Goal.
Please copy all of the material below word for word, leaving the pictures out of your answer.

Items.
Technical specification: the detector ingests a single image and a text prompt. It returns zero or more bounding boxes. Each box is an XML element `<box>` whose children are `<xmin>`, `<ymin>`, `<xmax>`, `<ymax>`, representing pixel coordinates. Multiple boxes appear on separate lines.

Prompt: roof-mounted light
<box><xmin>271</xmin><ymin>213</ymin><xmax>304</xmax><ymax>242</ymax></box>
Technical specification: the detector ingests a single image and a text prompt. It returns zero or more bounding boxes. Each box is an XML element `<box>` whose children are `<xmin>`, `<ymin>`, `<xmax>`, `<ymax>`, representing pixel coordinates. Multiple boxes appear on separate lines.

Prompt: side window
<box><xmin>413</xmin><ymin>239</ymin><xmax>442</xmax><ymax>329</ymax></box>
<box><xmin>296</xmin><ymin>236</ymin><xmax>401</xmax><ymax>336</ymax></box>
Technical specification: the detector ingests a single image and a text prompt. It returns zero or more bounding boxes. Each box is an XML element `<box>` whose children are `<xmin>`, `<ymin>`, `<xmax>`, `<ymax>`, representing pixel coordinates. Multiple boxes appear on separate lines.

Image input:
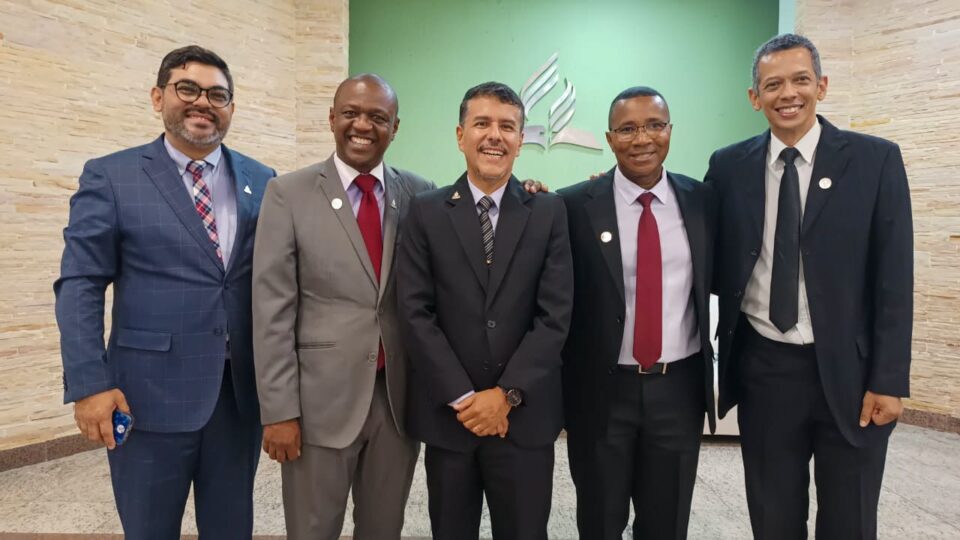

Result of this exercise.
Technical specification: the detector ingests a single image and a text prompt. It returns zero or more bounding boxes. Each box is an XML element `<box>` whose children are `<xmin>`, `<ymin>`, `<xmax>`, `<ymax>`, representing pixel coordinates. Multiple boxes appear on separate lines.

Prompt: roof-mounted light
<box><xmin>271</xmin><ymin>213</ymin><xmax>304</xmax><ymax>242</ymax></box>
Technical specification: the detector ingests a single image and a text prompt. It returns zero or more bounding boxes. Each box is an XML element `<box>` whose children are `<xmin>`, `<ymin>`, `<xmax>`, `<ymax>`, representing pixel coordinates. Multiple boxes appear on separate lines.

Prompt: side window
<box><xmin>413</xmin><ymin>239</ymin><xmax>442</xmax><ymax>329</ymax></box>
<box><xmin>296</xmin><ymin>236</ymin><xmax>401</xmax><ymax>336</ymax></box>
Technical specification: the detector ingests a single image and a text prompt. It returns zero or more bounding boxes. Each box is an XML element `<box>` whose children are `<xmin>`, `<ymin>`, `<xmax>`, `<ymax>`, representing pixel coordinates. Multiple boxes appear on separate lines.

Image input:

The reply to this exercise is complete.